What is being asked » Among the entries below, tally the lines that include "necktie", and give the number alone.

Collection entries
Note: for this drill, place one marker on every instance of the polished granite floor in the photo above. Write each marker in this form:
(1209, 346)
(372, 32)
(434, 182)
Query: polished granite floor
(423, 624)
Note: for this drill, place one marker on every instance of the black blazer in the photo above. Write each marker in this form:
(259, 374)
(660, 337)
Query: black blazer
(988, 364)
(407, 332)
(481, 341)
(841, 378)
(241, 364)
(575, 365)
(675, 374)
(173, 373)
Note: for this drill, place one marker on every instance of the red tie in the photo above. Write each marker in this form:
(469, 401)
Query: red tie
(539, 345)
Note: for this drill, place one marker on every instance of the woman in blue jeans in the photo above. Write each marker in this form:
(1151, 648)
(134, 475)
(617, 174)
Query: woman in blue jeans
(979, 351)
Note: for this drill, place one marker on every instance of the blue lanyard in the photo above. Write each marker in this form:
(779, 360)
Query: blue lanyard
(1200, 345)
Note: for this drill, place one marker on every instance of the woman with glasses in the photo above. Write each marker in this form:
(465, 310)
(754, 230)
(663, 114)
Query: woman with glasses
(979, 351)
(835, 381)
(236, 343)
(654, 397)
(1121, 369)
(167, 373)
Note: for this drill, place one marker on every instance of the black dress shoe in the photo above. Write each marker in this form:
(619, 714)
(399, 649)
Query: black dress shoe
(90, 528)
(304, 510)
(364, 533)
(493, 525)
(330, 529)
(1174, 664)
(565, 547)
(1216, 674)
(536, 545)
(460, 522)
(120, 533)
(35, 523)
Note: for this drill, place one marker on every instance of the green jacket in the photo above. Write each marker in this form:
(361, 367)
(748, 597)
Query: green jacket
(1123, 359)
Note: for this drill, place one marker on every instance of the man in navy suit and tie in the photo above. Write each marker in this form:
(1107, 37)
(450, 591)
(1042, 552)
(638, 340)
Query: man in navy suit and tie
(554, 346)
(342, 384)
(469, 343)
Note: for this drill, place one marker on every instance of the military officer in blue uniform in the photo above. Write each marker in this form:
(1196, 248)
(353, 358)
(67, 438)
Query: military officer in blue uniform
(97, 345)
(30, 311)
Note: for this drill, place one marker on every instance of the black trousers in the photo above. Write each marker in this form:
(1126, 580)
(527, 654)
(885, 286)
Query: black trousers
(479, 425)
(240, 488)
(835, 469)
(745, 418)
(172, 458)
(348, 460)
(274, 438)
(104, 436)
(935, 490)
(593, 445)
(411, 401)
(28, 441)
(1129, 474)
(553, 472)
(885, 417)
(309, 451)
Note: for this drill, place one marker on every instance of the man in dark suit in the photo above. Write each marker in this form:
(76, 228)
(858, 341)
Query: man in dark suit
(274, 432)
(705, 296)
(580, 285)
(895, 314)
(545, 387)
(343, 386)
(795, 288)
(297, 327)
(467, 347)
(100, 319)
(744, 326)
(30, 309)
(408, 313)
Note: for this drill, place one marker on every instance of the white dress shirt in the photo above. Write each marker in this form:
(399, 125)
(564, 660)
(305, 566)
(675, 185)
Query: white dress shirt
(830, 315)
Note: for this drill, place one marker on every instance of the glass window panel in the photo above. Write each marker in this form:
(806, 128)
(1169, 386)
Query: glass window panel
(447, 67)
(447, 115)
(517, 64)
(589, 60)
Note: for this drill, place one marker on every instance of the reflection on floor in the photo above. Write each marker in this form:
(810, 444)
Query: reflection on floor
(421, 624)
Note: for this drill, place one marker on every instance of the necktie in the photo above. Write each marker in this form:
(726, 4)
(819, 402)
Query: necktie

Task result » 2